### Supplied records
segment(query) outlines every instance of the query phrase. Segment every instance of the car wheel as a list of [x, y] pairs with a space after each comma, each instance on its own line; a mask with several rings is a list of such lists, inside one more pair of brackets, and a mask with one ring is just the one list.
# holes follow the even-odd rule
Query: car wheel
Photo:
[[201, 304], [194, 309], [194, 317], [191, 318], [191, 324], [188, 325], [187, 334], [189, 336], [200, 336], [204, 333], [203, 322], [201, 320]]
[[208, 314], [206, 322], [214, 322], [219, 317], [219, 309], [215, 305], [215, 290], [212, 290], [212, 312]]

### Assignment
For this exercise, retype the complete listing exactly.

### Solution to this task
segment(query) outlines every instance of the query phrase. Segment every instance of the car wheel as a list of [x, y] pairs with a space after each comma, each instance on its own line; a mask with several rings is a list of such lists, inside one more pair of brackets, and a mask with one ring is just the one list.
# holes follow the even-odd rule
Query: car wheel
Photo:
[[201, 304], [194, 309], [194, 317], [191, 318], [191, 324], [188, 325], [187, 334], [189, 336], [200, 336], [204, 333], [203, 322], [201, 320]]
[[208, 314], [206, 322], [214, 322], [219, 317], [219, 309], [215, 305], [215, 290], [212, 290], [212, 312]]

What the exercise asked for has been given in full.